# Tus tareas
(a) Por favor, indica si cada afirmación coincide con el texto sobre la fuga de combustible y responde sí o no, citando literalmente las palabras del texto que lo deciden: (i) Según Alfonso Durazo, la Sedena avisó de la fuga a las 14:30 horas. (ii) Los soldados y policías prohibieron a los pobladores acercarse a la zona de la fuga. (iii) La zona cero de la tragedia está a 150 metros al oriente.
(b) Escribe la continuación del texto sobre la fuga de combustible a partir de su última oración.

# Fragmento proporcionado
--
Hubo casi cuatro horas para evitar la muerte de decenas de personas. De acuerdo con el secretario de Seguridad federal, Alfonso Durazo, la Sedena dio aviso de la fuga a las 14:30 horas. Los testimonios recogidos indican que los soldados y policías enviados aquí advirtieron a los pobladores sobre los riesgos que corrían al acercarse a la zona de la fuga de combustible, pero nunca se los prohibieron. “Eso, la gente lo entendió como un permiso para pasar”, me dice una mujer, quien ese día se retiró del lugar antes de la explosión.

A 150 metros al poniente, cruzando el sembradío, está la zona cero de la tragedia que, hasta el momento de escribir estas líneas, ha dejado 85 fallecidos y más de 50 heridos.
--
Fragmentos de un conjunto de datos
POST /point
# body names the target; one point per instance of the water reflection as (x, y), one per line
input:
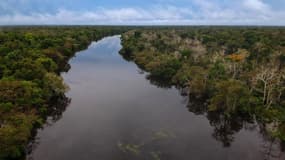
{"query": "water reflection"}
(225, 127)
(116, 114)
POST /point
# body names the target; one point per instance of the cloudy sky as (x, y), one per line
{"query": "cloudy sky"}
(143, 12)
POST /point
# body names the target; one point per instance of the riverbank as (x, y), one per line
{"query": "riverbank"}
(31, 60)
(218, 66)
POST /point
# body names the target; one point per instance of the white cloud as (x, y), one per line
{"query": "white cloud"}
(257, 5)
(243, 12)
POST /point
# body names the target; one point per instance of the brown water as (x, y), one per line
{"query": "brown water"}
(117, 114)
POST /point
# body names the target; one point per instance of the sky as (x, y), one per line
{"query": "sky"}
(142, 12)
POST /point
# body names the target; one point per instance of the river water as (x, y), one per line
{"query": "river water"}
(116, 113)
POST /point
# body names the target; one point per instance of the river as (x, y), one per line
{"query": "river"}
(115, 113)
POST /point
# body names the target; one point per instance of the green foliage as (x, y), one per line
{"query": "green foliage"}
(220, 64)
(31, 59)
(230, 96)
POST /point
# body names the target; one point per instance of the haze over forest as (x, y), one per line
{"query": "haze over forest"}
(147, 12)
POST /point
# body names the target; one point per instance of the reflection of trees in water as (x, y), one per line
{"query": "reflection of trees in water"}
(161, 83)
(226, 126)
(57, 107)
(54, 113)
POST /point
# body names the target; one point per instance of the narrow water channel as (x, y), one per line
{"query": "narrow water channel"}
(115, 113)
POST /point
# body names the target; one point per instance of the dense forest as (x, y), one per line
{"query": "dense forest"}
(233, 71)
(238, 72)
(31, 60)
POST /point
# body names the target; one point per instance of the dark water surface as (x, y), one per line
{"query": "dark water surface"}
(117, 114)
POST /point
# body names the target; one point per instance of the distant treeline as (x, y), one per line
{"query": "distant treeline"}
(236, 71)
(31, 59)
--
# Respuestas por punto
(a)
(i) Sí: «la Sedena dio aviso de la fuga a las 14:30 horas».
(ii) No: «pero nunca se los prohibieron».
(iii) No: «A 150 metros al poniente, cruzando el sembradío, está la zona cero de la tragedia».

(b)
El punto exacto por donde brotó un géiser de combustible está ahora cubierto por tierra, luego de que bomberos y personal de Pemex lograran apagar el incendio, cerca de la media noche de ese día. Se trata de una zanja que divide los municipios de Tlahuelilpan y Tlaxcoapan. De uno y otro lado hay campos de cultivo. Me llama la atención que un tramo del ducto Tuxpan-Tula corra justo debajo de esa zanja, que ha sido habilitada como canal de riego. Le pregunto por qué a un grupo de pobladores que, como yo, observa los vestigios del infierno: yerba y árboles calcinados, cubetas derretidas, celulares reventados por el calor, ropa y zapatos chamuscados…

“Primero colocaron el ducto y ya luego apareció la zanja”, me dice uno de ellos. “Señor —interviene otro—, andan diciendo que ese ducto recién lo picaron, pero no es verdad. Nosotros, que vivimos acá, lo sabemos. Tiene de menos cinco años que lo estaban ordeñando”.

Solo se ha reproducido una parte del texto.